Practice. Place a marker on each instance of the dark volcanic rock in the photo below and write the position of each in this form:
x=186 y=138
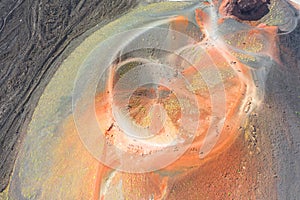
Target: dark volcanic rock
x=33 y=35
x=251 y=10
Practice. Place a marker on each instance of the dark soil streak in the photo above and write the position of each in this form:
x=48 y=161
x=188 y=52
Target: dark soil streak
x=33 y=38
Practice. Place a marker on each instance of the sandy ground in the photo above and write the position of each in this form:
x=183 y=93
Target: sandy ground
x=267 y=167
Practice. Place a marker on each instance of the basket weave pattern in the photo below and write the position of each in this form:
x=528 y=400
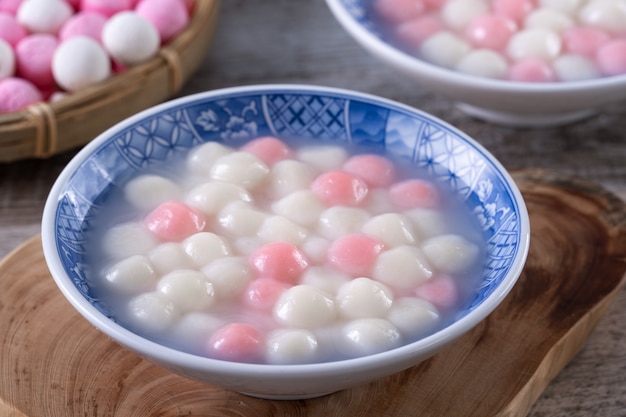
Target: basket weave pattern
x=45 y=129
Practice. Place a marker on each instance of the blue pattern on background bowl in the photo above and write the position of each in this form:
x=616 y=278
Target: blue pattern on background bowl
x=233 y=116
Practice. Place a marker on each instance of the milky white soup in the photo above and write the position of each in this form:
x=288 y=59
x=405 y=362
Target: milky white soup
x=276 y=254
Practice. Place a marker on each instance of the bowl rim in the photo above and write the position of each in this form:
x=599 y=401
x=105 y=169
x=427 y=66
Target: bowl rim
x=166 y=354
x=411 y=64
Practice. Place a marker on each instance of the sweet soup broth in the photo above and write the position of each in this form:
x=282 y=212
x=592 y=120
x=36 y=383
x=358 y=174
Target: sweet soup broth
x=276 y=253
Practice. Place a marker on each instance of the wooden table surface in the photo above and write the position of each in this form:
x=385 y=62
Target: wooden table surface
x=298 y=41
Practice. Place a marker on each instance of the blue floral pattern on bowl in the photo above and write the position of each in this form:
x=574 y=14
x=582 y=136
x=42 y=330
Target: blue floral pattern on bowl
x=236 y=116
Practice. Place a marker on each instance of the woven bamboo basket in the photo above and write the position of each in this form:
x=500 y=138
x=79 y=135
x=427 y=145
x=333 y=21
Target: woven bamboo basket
x=46 y=129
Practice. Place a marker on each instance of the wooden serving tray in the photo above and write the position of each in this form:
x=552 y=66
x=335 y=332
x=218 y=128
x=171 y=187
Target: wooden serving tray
x=54 y=363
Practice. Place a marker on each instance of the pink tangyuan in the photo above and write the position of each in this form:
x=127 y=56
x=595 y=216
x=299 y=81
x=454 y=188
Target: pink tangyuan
x=281 y=261
x=395 y=11
x=238 y=342
x=88 y=24
x=173 y=221
x=516 y=10
x=268 y=149
x=413 y=32
x=10 y=6
x=262 y=293
x=375 y=170
x=10 y=30
x=414 y=193
x=355 y=254
x=17 y=94
x=33 y=56
x=611 y=57
x=106 y=7
x=532 y=70
x=490 y=31
x=339 y=188
x=441 y=292
x=74 y=3
x=584 y=40
x=435 y=4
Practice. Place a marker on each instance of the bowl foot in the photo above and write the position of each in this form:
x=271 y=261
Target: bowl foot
x=525 y=120
x=286 y=396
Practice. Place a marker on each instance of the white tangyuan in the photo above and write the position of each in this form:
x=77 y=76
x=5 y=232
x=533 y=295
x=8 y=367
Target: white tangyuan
x=569 y=7
x=444 y=49
x=402 y=268
x=549 y=19
x=291 y=346
x=302 y=207
x=377 y=201
x=609 y=15
x=392 y=229
x=367 y=336
x=188 y=289
x=211 y=197
x=281 y=229
x=240 y=168
x=316 y=248
x=132 y=275
x=245 y=245
x=239 y=219
x=535 y=42
x=339 y=221
x=205 y=247
x=483 y=63
x=126 y=239
x=201 y=159
x=450 y=253
x=229 y=276
x=152 y=312
x=570 y=67
x=325 y=278
x=427 y=222
x=458 y=14
x=364 y=297
x=303 y=306
x=287 y=176
x=323 y=158
x=168 y=257
x=413 y=316
x=148 y=191
x=194 y=327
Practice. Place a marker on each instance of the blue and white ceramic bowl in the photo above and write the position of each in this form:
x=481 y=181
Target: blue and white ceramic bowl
x=518 y=104
x=159 y=134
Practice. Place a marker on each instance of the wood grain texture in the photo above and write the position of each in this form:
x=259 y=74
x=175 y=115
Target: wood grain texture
x=53 y=363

**Required task**
Replace every "Place a marker" in the material above with "Put a dot", leaving everything else unchanged, and give the full material back without the pictures.

**Solution below**
Practice. Put a dot on each instance of the dark volcanic rock in the photo below and write the position of each in this form:
x=186 y=138
Target: dark volcanic rock
x=33 y=35
x=251 y=10
Practice. Put a dot on each instance of the dark soil streak in the photo above and write the position of each in this form:
x=48 y=161
x=188 y=52
Target: dark soil streak
x=33 y=38
Practice. Put a dot on each instance of the sandy ground in the photo above and write the position of each in this form:
x=183 y=93
Target: sandy ground
x=267 y=167
Practice. Put a dot on each instance of the basket weave pattern in the photo below and write the position of each in this form:
x=528 y=400
Target: basket weave pattern
x=45 y=129
Practice. Put a dot on each instance of the blue pattern on background bowl in the photo above and write the position of each in this form:
x=616 y=278
Target: blue pattern on background bowl
x=233 y=116
Practice. Put a dot on each instance of the milky white soup in the photo above and write the position of each in this form:
x=288 y=59
x=405 y=362
Target: milky white soup
x=276 y=254
Practice. Put a dot on each instance of the bowl rim in the photo above and write the position of each in this form:
x=599 y=401
x=105 y=169
x=427 y=66
Target: bowl rim
x=166 y=354
x=411 y=64
Practice. Put a dot on each instance of the sweet soup broth in the photo above and write the position of each in this form:
x=282 y=212
x=592 y=120
x=36 y=383
x=358 y=174
Target: sweet soup broth
x=276 y=253
Practice. Put a dot on each instance of the wooden table surface in the photo above and write the position of each in this form:
x=385 y=62
Target: wooden table surface
x=298 y=41
Practice. Put a dot on each instance of the blue floral pattern on bowl in the photo above and write the position of each in this form:
x=574 y=14
x=582 y=136
x=42 y=330
Target: blue floral pattern on bowl
x=236 y=116
Practice. Put a dot on each instance of the woven bamboo basket in the photo above and write the position of each in this form:
x=500 y=138
x=79 y=135
x=427 y=145
x=333 y=21
Target: woven bamboo basket
x=46 y=129
Practice. Put a dot on each instance of the wooden serving tray in the photo above and write the position of each in this form:
x=552 y=66
x=335 y=332
x=218 y=128
x=171 y=187
Target: wooden serving tray
x=54 y=363
Practice. Put a dot on each instance of the pink tangyuan in the photo above and write the position of each in this form:
x=127 y=56
x=595 y=216
x=299 y=81
x=454 y=188
Target: pink tangyuan
x=281 y=261
x=395 y=11
x=238 y=342
x=88 y=24
x=173 y=221
x=516 y=10
x=268 y=149
x=413 y=32
x=10 y=6
x=262 y=293
x=375 y=170
x=10 y=30
x=414 y=193
x=355 y=254
x=17 y=94
x=33 y=56
x=611 y=57
x=106 y=7
x=532 y=70
x=490 y=31
x=339 y=188
x=441 y=292
x=74 y=3
x=584 y=40
x=435 y=4
Practice. Put a dot on each instance of the bowl foot in the photo above and write the position of each in this form:
x=271 y=261
Target: bowl foot
x=525 y=120
x=286 y=396
Practice. Put a dot on each instance of the white tangyuan in the photo above and write the position of each in this form:
x=77 y=76
x=5 y=232
x=533 y=295
x=8 y=367
Target: white tangyuan
x=569 y=7
x=444 y=49
x=402 y=268
x=549 y=19
x=291 y=346
x=302 y=207
x=377 y=201
x=609 y=15
x=392 y=229
x=367 y=336
x=188 y=289
x=211 y=197
x=281 y=229
x=240 y=168
x=316 y=248
x=132 y=275
x=245 y=245
x=239 y=219
x=535 y=42
x=339 y=221
x=205 y=247
x=483 y=63
x=126 y=239
x=201 y=159
x=450 y=253
x=229 y=276
x=152 y=312
x=570 y=67
x=325 y=278
x=427 y=222
x=458 y=14
x=364 y=297
x=303 y=306
x=287 y=176
x=323 y=158
x=168 y=257
x=413 y=316
x=148 y=191
x=194 y=327
Practice. Put a dot on each instance of the blue and white ceramic bowl in the photo above and write the position of each in this form:
x=481 y=181
Target: blue and white ceramic bowl
x=518 y=104
x=159 y=134
Practice. Put a dot on each instance of the wood grain texture in the photo above and write the position of each in this form:
x=259 y=74
x=175 y=115
Target: wood grain texture
x=53 y=363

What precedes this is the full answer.